__DATA FOR THIS TASK__
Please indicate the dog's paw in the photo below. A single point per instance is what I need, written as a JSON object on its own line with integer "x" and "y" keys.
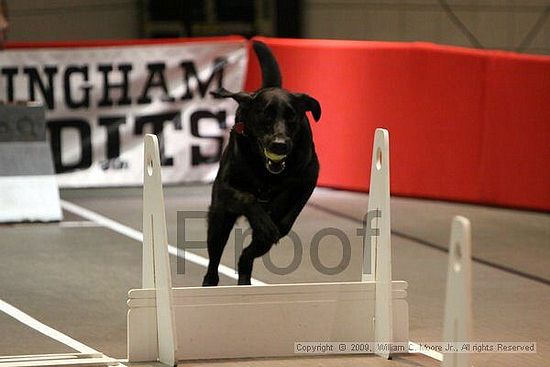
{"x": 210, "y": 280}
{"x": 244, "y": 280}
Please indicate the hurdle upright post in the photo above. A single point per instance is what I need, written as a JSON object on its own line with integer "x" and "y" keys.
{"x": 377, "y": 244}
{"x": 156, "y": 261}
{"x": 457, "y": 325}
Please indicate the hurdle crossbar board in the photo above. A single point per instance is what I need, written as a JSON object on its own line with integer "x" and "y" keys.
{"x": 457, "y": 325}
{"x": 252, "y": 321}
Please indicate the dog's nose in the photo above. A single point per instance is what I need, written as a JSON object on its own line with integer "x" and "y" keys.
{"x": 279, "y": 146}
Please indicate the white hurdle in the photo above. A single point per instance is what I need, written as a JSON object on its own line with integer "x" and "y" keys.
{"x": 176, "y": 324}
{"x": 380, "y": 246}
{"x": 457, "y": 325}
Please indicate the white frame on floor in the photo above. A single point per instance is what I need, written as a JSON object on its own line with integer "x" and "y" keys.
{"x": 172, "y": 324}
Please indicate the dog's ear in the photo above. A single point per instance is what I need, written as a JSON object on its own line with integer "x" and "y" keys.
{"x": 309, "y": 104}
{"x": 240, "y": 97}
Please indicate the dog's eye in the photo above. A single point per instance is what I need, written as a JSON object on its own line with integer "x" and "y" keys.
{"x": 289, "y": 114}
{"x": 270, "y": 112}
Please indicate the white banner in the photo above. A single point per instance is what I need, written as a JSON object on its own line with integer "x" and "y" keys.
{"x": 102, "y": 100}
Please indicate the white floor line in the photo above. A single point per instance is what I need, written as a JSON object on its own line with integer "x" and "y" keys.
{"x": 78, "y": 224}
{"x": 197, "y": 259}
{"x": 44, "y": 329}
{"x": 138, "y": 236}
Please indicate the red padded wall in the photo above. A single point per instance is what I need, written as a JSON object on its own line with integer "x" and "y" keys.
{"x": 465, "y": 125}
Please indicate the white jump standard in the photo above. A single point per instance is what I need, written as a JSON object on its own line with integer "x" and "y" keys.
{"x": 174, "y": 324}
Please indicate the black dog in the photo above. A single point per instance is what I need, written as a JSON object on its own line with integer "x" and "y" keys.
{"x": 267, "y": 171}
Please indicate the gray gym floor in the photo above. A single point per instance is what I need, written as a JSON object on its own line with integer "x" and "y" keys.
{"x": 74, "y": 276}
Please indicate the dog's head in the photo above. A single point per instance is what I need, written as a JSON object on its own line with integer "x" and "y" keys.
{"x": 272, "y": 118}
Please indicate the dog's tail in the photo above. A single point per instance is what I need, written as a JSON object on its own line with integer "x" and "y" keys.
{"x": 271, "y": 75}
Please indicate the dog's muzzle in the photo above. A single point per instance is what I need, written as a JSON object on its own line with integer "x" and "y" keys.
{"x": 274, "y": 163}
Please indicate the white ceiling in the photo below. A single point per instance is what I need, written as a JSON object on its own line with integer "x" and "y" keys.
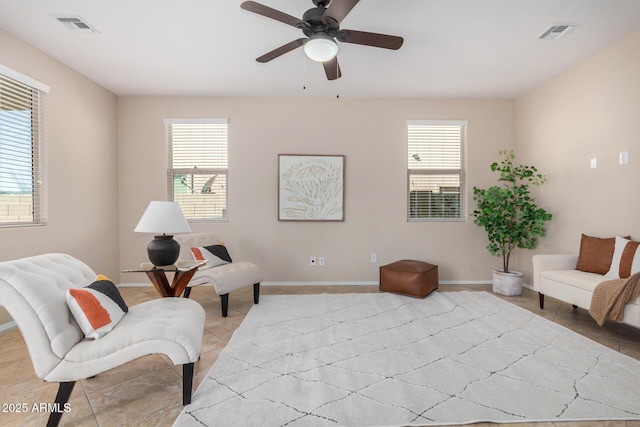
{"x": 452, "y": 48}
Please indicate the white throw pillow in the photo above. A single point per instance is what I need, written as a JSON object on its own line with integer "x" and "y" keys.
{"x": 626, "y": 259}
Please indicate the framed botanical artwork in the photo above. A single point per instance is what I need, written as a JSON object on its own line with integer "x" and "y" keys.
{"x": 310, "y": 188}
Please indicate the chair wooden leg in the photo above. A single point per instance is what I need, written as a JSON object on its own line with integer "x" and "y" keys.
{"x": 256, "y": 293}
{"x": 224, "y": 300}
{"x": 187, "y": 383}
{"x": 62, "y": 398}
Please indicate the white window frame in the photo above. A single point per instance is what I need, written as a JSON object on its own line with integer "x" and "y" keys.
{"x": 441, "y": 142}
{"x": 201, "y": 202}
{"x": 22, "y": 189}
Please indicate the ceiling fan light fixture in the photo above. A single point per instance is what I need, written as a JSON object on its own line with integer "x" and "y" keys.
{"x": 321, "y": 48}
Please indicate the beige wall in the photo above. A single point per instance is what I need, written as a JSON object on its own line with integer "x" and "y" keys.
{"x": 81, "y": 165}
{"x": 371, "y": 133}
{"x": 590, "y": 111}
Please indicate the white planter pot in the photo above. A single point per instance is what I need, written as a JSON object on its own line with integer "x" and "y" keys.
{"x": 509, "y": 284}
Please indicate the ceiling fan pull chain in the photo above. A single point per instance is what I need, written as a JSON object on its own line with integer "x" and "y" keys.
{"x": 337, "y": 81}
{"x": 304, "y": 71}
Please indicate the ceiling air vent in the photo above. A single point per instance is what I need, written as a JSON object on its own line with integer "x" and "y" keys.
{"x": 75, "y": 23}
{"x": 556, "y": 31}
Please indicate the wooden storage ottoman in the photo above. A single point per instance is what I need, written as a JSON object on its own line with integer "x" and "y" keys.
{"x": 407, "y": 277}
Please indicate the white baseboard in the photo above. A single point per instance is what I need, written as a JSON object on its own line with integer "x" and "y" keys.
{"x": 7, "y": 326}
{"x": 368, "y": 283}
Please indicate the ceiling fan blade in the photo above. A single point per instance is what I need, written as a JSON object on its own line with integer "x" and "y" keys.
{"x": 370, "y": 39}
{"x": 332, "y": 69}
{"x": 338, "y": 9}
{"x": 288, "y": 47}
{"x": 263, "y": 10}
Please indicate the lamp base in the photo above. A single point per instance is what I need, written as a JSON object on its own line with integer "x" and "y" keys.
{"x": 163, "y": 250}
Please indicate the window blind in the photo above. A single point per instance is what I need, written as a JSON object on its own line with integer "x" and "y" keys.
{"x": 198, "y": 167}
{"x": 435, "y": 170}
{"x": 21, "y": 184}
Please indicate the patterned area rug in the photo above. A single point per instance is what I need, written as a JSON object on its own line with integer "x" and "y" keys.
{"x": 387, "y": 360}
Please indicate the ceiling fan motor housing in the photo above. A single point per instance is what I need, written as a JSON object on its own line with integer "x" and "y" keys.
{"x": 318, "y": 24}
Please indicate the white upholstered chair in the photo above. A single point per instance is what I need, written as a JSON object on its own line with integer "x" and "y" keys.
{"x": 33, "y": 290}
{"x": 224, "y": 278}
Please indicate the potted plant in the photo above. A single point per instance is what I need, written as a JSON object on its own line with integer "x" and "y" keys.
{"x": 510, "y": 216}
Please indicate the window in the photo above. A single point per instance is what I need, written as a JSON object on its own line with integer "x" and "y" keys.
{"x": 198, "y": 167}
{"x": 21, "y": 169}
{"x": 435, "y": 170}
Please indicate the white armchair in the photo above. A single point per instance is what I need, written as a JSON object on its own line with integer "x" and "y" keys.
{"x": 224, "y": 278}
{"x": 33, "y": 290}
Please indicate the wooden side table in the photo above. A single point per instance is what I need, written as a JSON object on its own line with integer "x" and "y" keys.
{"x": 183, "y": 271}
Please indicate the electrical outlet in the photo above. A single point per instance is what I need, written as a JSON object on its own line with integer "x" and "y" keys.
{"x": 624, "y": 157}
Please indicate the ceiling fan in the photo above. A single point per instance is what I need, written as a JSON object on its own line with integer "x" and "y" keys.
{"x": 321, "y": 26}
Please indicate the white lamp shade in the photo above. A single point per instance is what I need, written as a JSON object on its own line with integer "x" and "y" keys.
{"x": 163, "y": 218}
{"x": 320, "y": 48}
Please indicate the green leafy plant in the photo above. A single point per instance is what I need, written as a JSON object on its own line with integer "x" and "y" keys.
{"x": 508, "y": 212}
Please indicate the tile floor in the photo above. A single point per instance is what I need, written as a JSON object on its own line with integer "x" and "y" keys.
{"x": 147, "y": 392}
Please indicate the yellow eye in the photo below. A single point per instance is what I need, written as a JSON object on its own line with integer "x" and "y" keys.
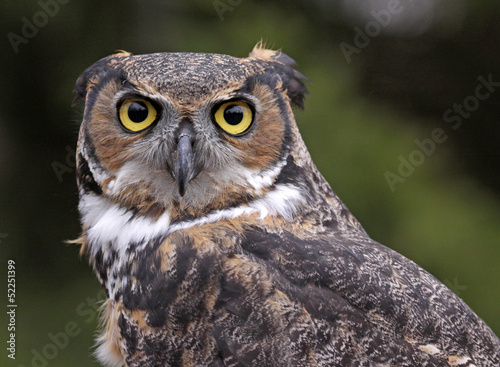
---
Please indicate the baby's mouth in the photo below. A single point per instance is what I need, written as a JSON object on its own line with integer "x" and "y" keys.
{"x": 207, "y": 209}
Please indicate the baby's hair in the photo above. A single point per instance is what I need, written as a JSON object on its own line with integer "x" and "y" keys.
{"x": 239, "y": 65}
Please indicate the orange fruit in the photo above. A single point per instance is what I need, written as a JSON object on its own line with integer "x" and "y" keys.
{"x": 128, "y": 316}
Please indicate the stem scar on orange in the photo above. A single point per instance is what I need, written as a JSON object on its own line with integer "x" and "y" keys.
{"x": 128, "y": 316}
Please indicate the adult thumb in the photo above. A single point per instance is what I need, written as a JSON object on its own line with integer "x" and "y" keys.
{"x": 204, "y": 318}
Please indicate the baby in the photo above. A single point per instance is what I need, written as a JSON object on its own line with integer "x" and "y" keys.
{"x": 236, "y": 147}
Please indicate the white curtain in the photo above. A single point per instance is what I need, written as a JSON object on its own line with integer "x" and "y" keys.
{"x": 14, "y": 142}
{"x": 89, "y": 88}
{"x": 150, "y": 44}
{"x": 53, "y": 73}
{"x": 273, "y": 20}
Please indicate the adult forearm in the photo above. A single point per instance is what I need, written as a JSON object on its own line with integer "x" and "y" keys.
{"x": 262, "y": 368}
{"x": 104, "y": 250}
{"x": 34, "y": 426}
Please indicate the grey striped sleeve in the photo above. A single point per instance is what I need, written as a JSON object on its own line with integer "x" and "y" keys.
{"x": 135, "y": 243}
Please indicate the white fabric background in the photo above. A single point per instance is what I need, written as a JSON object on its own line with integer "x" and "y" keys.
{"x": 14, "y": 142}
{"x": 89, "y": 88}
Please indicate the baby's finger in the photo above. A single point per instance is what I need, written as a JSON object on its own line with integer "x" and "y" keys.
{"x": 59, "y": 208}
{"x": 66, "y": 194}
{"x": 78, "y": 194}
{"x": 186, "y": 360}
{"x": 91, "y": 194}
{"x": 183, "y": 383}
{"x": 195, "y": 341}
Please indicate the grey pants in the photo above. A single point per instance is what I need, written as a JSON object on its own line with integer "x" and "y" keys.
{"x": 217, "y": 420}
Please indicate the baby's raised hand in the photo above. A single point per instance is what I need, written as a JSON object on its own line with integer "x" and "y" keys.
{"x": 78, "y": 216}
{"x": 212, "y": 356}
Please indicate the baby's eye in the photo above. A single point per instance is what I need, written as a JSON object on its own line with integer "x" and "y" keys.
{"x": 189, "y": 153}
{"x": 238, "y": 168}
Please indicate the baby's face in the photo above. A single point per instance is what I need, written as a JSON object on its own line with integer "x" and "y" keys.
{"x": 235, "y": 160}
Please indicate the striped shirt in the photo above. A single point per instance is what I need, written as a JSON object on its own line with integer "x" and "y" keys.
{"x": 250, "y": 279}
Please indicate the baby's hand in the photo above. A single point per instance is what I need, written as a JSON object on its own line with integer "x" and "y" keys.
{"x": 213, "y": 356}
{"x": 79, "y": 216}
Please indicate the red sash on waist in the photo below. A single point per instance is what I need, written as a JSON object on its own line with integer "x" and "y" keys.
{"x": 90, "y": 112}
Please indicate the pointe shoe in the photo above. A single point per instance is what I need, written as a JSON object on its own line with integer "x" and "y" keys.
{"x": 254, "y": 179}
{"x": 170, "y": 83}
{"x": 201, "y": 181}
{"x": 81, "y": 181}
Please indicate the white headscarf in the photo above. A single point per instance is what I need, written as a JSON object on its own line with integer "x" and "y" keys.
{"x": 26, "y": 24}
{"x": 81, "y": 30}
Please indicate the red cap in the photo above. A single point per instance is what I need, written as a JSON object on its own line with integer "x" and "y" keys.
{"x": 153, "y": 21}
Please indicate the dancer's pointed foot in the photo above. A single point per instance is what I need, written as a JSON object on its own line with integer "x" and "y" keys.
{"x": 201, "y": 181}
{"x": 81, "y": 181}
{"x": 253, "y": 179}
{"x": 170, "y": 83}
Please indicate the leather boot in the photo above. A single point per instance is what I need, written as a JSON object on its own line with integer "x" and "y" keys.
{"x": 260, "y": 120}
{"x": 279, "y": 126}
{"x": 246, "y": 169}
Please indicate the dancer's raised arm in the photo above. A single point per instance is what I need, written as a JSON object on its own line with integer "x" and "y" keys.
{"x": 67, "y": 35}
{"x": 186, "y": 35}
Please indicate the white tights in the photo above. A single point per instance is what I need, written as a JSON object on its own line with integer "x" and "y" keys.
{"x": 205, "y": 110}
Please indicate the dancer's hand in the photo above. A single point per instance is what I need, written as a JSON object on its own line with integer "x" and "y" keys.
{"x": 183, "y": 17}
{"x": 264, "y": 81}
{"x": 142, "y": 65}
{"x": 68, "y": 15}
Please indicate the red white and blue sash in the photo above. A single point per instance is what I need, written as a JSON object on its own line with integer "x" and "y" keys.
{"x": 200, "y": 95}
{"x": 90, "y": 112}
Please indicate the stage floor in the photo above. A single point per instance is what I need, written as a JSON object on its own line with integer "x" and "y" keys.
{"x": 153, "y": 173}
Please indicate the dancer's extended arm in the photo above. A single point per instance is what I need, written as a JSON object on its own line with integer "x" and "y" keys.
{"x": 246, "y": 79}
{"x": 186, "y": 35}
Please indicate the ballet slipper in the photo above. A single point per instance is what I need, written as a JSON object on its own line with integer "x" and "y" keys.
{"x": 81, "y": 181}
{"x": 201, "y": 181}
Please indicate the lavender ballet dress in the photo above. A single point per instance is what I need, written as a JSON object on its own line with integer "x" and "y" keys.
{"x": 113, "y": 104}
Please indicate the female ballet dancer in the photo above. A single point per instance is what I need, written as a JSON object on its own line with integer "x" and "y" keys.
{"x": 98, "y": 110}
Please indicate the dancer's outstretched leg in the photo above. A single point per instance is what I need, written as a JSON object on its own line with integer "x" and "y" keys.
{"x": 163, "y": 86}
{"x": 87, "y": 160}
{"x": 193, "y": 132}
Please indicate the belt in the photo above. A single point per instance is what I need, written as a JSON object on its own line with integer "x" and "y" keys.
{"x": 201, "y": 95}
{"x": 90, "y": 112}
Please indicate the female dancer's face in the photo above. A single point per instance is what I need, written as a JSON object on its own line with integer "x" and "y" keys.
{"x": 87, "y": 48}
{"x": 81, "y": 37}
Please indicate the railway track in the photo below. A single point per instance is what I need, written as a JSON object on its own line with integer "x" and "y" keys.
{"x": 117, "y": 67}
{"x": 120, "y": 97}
...
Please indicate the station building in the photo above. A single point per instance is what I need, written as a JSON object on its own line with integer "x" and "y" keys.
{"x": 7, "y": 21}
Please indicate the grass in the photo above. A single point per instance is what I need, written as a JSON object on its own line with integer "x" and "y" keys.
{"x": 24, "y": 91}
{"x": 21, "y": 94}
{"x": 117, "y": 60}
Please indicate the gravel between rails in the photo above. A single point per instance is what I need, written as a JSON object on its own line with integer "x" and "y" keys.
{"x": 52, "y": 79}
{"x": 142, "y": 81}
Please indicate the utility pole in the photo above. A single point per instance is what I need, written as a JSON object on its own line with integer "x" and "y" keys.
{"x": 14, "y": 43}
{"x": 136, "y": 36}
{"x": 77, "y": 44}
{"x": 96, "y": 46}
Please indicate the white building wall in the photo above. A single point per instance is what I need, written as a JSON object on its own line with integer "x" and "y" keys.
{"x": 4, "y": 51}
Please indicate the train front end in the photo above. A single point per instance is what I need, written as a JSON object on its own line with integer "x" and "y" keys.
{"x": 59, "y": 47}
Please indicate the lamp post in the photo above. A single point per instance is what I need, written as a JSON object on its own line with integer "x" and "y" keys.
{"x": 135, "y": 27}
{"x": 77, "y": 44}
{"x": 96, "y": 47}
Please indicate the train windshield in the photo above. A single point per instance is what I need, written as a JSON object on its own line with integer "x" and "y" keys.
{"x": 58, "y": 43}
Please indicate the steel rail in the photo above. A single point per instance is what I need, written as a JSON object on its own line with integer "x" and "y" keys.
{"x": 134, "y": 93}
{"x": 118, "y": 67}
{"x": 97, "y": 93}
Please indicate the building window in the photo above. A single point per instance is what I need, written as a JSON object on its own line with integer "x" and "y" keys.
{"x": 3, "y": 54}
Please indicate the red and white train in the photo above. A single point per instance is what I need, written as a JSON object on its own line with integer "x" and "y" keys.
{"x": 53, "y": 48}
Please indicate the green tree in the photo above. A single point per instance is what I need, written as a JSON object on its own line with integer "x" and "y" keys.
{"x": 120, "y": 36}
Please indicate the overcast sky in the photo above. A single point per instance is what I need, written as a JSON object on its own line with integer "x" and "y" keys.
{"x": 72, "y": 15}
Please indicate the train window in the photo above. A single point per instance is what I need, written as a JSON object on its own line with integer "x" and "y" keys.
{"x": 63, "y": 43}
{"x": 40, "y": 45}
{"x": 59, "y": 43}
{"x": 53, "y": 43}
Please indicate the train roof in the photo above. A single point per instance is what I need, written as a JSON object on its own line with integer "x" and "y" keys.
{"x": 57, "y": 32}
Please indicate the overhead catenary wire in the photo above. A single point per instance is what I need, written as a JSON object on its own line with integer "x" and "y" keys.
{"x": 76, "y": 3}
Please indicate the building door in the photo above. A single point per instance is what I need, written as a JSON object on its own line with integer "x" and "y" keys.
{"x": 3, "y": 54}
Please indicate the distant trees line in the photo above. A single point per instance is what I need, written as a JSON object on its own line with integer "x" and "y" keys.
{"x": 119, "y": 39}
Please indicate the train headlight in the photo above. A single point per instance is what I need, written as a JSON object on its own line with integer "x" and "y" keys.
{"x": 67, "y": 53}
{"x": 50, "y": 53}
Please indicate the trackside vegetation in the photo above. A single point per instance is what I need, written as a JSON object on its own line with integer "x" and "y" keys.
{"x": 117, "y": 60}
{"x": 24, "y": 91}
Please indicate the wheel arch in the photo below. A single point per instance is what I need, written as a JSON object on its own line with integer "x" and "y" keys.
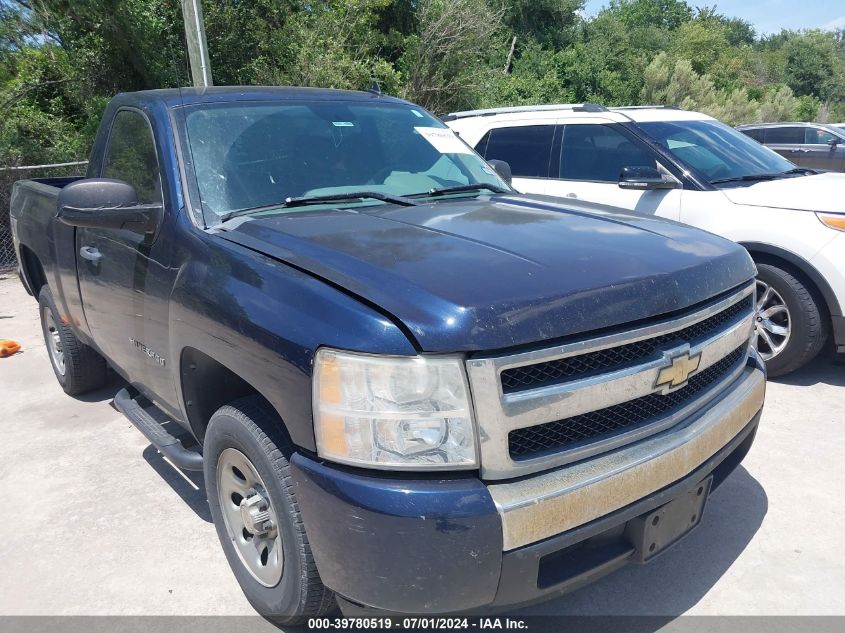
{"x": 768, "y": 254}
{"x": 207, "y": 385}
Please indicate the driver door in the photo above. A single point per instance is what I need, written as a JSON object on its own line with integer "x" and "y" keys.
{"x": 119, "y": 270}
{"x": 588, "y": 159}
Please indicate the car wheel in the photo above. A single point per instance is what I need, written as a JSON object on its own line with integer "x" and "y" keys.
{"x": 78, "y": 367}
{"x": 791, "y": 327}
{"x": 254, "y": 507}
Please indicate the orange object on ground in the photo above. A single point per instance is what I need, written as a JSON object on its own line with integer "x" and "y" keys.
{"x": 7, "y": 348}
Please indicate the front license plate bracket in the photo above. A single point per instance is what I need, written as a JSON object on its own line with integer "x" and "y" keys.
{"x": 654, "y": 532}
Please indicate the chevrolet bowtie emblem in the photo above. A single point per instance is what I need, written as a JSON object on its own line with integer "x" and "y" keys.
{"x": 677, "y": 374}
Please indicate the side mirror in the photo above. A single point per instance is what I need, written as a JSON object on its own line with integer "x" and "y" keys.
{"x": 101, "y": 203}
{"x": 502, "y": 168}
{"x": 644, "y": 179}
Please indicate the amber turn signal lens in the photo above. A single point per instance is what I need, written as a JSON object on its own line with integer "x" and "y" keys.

__TASK REQUIREMENTS__
Pull out every line of the records that contains the word "dancer", treating uppercase and lowercase as different.

__TASK ANSWER__
Please indicate the dancer's pointed foot in the photo above. A single point per instance is what I need, written as a JSON object on its own line with integer "x" and "y" keys.
Please indicate the dancer's raised arm in the photo above. A single point per instance is what I need, written as a JSON object on its own line with integer "x" and "y" keys.
Please indicate the dancer's hand in the photo above. A single point per instance is what I need, written as a JSON object on its own line with integer "x" and "y" keys.
Please indicate the dancer's extended arm in the photo above. A single point per instance is what I need, written as a JSON object on its own line with integer "x" and "y" keys.
Please indicate the female ballet dancer in the photo above. A single point per instance is what I need, written as a JSON object on its own line with integer "x" and "y" keys.
Please indicate the dancer's outstretched leg in the photo above. A single point per instance is what I need, written as a JSON object on its own line with integer "x" and "y" keys.
Please indicate the female dancer's face in the photo above. A single point per instance is what I need, written as a JSON object on its own line with integer "x" and "y" keys.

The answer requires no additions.